Every record must be copied exactly, except that pictures are dropped.
·····
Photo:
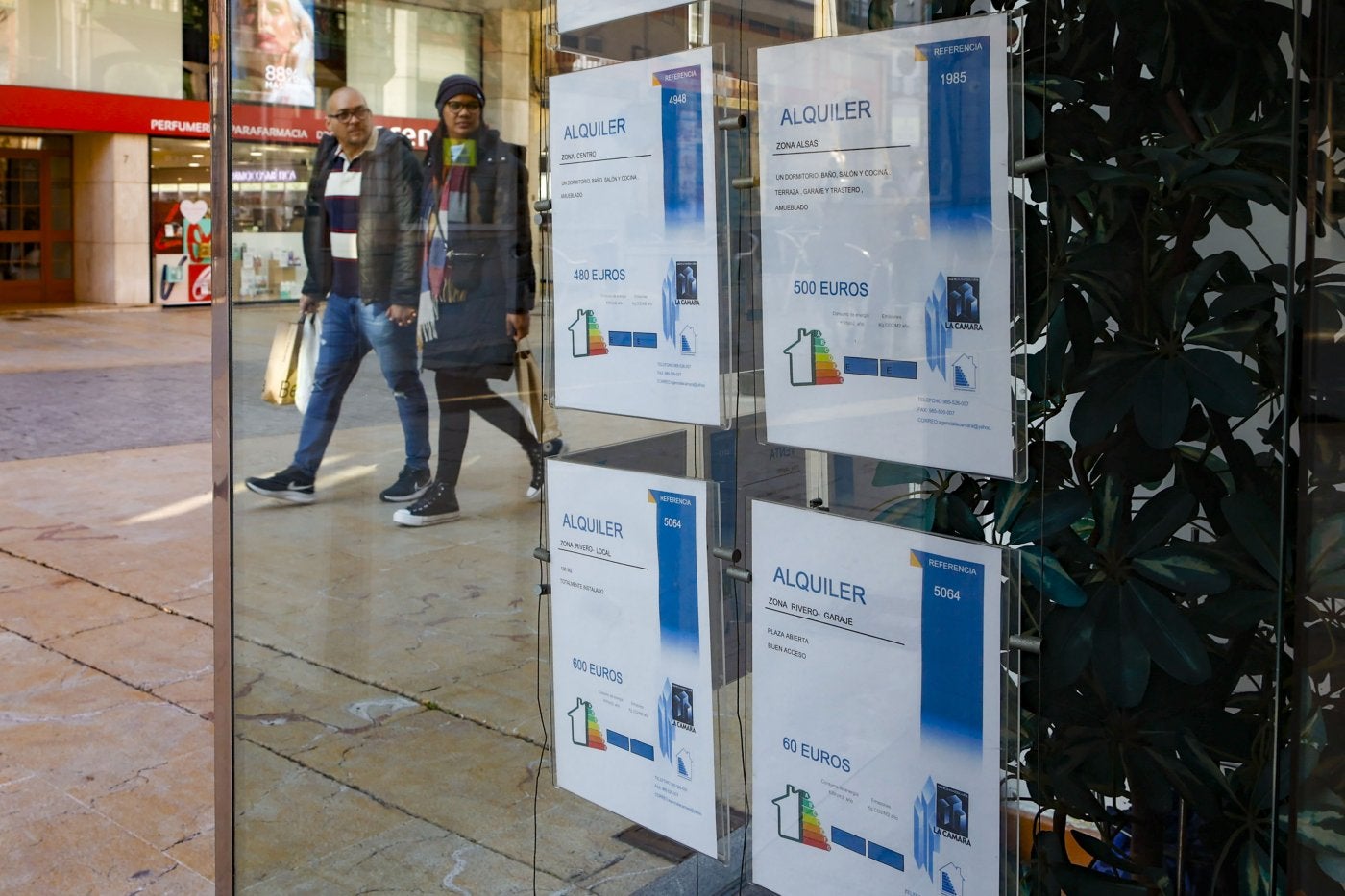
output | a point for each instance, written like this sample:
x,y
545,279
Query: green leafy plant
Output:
x,y
1156,529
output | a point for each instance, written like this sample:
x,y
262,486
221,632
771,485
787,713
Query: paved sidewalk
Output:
x,y
105,603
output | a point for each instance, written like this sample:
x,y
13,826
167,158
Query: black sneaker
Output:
x,y
409,486
537,456
439,505
291,485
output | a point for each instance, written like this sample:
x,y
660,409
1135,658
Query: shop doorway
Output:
x,y
37,229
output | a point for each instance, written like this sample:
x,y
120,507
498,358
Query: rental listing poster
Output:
x,y
885,258
631,647
636,262
874,708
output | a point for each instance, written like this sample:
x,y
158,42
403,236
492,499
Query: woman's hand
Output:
x,y
518,325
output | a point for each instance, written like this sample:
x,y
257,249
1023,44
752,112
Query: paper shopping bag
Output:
x,y
282,365
527,375
311,336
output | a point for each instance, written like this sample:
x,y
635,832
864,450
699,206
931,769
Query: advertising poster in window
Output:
x,y
885,258
273,51
182,254
874,708
581,13
636,260
631,647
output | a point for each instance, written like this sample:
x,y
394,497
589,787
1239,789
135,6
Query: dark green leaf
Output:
x,y
1051,579
1102,851
1181,569
1254,186
1172,641
959,519
1325,550
1049,516
1161,402
1079,882
1065,644
1120,660
1107,517
1056,87
1181,294
910,513
1235,611
1161,516
1243,296
1220,155
1220,382
1011,499
1255,526
1254,872
1233,332
1322,829
893,473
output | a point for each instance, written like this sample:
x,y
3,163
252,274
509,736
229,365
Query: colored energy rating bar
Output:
x,y
823,365
813,833
856,844
596,346
629,744
595,731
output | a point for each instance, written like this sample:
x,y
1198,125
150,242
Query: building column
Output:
x,y
111,218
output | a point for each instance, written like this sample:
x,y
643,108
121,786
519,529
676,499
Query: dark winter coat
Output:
x,y
389,222
493,261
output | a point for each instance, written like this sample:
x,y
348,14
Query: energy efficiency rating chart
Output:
x,y
636,260
885,248
874,708
632,677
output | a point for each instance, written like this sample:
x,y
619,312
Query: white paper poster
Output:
x,y
581,13
632,674
885,245
874,708
636,260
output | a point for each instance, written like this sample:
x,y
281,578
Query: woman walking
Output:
x,y
477,289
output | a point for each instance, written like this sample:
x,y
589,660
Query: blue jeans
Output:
x,y
350,329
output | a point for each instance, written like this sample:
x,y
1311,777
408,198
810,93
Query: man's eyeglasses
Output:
x,y
349,114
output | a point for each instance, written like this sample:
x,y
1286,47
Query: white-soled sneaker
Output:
x,y
437,505
291,485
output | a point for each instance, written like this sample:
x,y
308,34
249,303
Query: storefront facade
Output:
x,y
105,132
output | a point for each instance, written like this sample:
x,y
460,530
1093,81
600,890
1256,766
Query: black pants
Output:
x,y
457,397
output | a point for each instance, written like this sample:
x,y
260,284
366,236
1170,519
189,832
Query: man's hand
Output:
x,y
518,325
401,315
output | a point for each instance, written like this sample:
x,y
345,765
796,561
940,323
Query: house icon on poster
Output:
x,y
965,373
686,341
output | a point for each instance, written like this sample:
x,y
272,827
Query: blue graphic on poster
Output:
x,y
683,150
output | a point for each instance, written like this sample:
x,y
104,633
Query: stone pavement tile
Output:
x,y
197,852
285,814
132,521
475,782
51,842
152,802
90,735
195,694
288,704
62,606
16,573
83,339
151,653
414,858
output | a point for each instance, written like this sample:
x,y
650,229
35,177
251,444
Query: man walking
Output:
x,y
362,247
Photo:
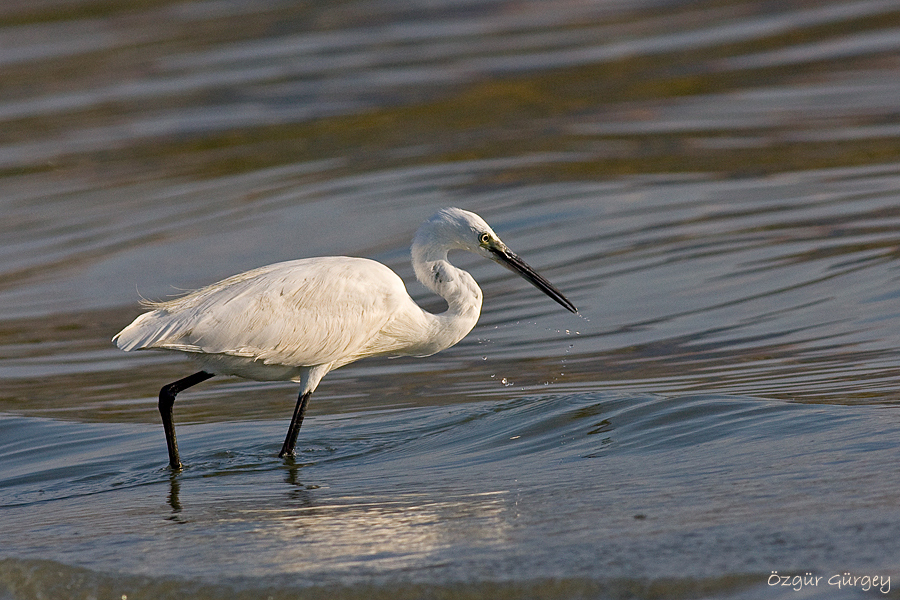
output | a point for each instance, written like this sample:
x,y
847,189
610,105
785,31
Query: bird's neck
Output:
x,y
454,285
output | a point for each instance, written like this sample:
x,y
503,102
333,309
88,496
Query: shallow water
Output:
x,y
716,186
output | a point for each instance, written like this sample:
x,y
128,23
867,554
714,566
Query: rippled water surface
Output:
x,y
716,186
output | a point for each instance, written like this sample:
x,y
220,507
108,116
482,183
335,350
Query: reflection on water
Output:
x,y
714,185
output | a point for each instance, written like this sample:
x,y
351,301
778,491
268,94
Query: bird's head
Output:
x,y
457,229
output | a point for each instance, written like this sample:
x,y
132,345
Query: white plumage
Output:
x,y
299,319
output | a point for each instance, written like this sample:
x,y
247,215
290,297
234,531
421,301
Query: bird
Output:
x,y
299,319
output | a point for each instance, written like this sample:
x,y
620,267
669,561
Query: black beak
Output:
x,y
519,266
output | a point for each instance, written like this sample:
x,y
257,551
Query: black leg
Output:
x,y
291,440
166,401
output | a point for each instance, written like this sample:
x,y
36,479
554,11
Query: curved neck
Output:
x,y
454,285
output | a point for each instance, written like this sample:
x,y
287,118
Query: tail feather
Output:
x,y
149,330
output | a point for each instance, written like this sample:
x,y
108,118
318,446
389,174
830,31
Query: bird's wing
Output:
x,y
299,313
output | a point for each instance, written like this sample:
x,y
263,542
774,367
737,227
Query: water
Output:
x,y
715,185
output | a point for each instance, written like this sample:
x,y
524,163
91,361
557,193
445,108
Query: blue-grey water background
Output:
x,y
715,184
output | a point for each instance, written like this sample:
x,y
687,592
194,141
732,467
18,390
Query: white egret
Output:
x,y
298,320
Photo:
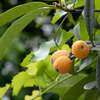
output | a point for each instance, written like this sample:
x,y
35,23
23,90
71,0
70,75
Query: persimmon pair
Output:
x,y
62,62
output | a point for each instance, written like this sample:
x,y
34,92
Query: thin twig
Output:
x,y
70,10
59,28
38,84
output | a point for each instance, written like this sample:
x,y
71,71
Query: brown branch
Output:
x,y
69,10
·····
-- EXPECTED OUTPUT --
Photo:
output | a point for each instance, written like this sample:
x,y
545,279
Query: green leafy plant
Output:
x,y
1156,529
output | a point for each instance, written like this sample:
x,y
262,486
221,632
771,485
787,713
Query: paved sidewalk
Output:
x,y
105,603
output | a point for each instance, written like this sample:
x,y
13,826
167,158
Query: black sneaker
Output:
x,y
409,486
537,456
439,505
291,485
output | a point for each instance, written like this sample:
x,y
660,409
1135,658
Query: shop doorway
Output:
x,y
37,229
output | a point for each instance, written like this sample:
x,y
120,507
498,358
Query: rental listing poster
Output:
x,y
885,258
631,647
636,262
874,708
output | a point for each instance, written like this sample:
x,y
158,42
403,236
492,499
Query: woman's hand
Output:
x,y
518,325
output | a point for each instance, written like this sample:
x,y
257,249
1023,44
752,112
Query: paper shopping bag
Output:
x,y
282,365
527,375
311,336
output | a point for each instance, written like this sample:
x,y
635,832
864,450
699,206
931,769
Query: advertising poster in window
Output:
x,y
885,258
273,51
182,254
874,708
581,13
636,260
631,647
output | a point for each instance, written like this sample:
x,y
394,497
589,787
1239,789
135,6
Query: dark green leaf
Output:
x,y
1051,579
1102,851
1181,569
1254,186
1172,641
959,519
1325,550
1049,516
1161,402
1079,882
1065,644
1120,660
1107,517
1056,87
1181,294
910,513
1235,611
1161,516
1243,296
1220,155
1220,382
1011,499
1255,526
1254,872
1233,332
1322,829
893,473
output | a point for each instance, written like this sample:
x,y
3,163
252,274
509,736
229,365
Query: colored energy rating bar
Output:
x,y
823,365
813,833
856,844
596,346
629,744
595,731
output | a point for each instance, written like this sample:
x,y
1198,125
150,242
Query: building column
Output:
x,y
111,218
output | a point for each instance, written like this sample:
x,y
643,108
121,786
519,529
676,499
Query: dark winter coat
Output:
x,y
389,222
493,261
output | a point for each instance, written like this sample:
x,y
348,14
Query: energy efficiency rating chart
Output:
x,y
636,260
885,248
874,708
632,677
output | a point for each instance, written like this sample:
x,y
619,312
Query: white paper poster
Output:
x,y
581,13
632,674
885,245
874,708
636,260
output | a point for each instance, written like this sample:
x,y
281,578
Query: woman walking
Output:
x,y
477,289
output | a point for each instance, written like this sample:
x,y
589,660
Query: blue jeans
Output:
x,y
350,329
output | a point for each instance, written like this sample:
x,y
1311,777
408,198
810,93
Query: man's eyeglasses
Output:
x,y
349,114
output | a point for each instance, written like this sample:
x,y
1286,47
Query: white-soled sneaker
Output:
x,y
437,505
291,485
output | a point for each instance, written like this sample:
x,y
308,34
249,303
Query: storefront facade
Output:
x,y
105,132
output | a point for each instance, written like this sample:
x,y
460,530
1093,81
600,890
1256,766
Query: black pants
Output:
x,y
457,397
output | a point for each instance, written like this sample:
x,y
260,284
366,236
1170,519
189,832
Query: man's hand
Output:
x,y
518,325
401,315
output | a point for each instance, written like this sample:
x,y
345,765
796,561
940,323
Query: house icon on poster
Output:
x,y
965,373
686,341
output | a point for each instance, written like this sample:
x,y
272,827
Query: blue graphic on poster
Output:
x,y
683,150
output | a point for each instance, written like this sample:
x,y
104,633
Query: stone pavement tile
Output:
x,y
197,852
285,814
132,521
475,782
51,842
152,802
90,735
195,694
288,704
62,606
16,573
83,339
151,653
414,858
output | a point for each instance, written like this sample:
x,y
650,229
35,177
251,444
Query: man walking
Output:
x,y
362,247
Photo:
output | a point for each instance, written like this sample:
x,y
847,189
610,105
785,31
Query: bird's neck
Output:
x,y
454,285
output | a point for each instance, written like this sample:
x,y
503,102
333,309
88,496
Query: shallow water
Output:
x,y
716,186
output | a point for each instance, written like this sample:
x,y
128,23
867,554
714,566
Query: rippled water surface
Output:
x,y
716,186
output | a point for each instance, written like this sample:
x,y
220,507
108,116
482,183
335,350
Query: reflection on water
Output:
x,y
714,185
output | a point for each instance, written like this sample:
x,y
351,301
778,491
268,94
Query: bird's head
Output:
x,y
457,229
output | a point for each instance, written like this sample:
x,y
132,345
Query: white plumage
Output:
x,y
299,319
output | a point for each instance, written like this sample:
x,y
247,215
290,297
234,531
421,301
Query: bird
Output:
x,y
299,319
output | a point for each instance, written like this sample:
x,y
620,267
669,561
Query: black beak
Output:
x,y
519,266
output | a point for each instance, written like this sample:
x,y
257,551
Query: black leg
Output:
x,y
291,440
166,401
output | a point for each instance, written like this sample:
x,y
36,479
554,11
Query: curved neck
Output:
x,y
454,285
output | a point for each instance, written like this sample:
x,y
287,118
Query: tail feather
Output:
x,y
149,330
output | a point for each instance, written like this sample:
x,y
108,118
318,446
389,174
830,31
Query: bird's wing
Output:
x,y
299,313
output | a point for each instance, written like this sample:
x,y
263,542
774,367
737,227
Query: water
Output:
x,y
715,185
output | a point for each instance, written like this sample:
x,y
524,163
91,361
557,193
445,108
Query: blue-grey water background
Output:
x,y
715,184
output | a point for each instance, written like this sample:
x,y
687,592
194,141
732,467
18,390
Query: white egret
Output:
x,y
298,320
Photo:
output | a point for each instance, written like this sample:
x,y
35,23
23,90
71,0
70,75
Query: persimmon pair
Output:
x,y
62,62
output | a point for each instance, written like this sample:
x,y
34,92
Query: thin twig
Output:
x,y
70,10
59,28
38,84
output | a point for each instance, written like this sample:
x,y
71,71
Query: brown branch
Output:
x,y
69,10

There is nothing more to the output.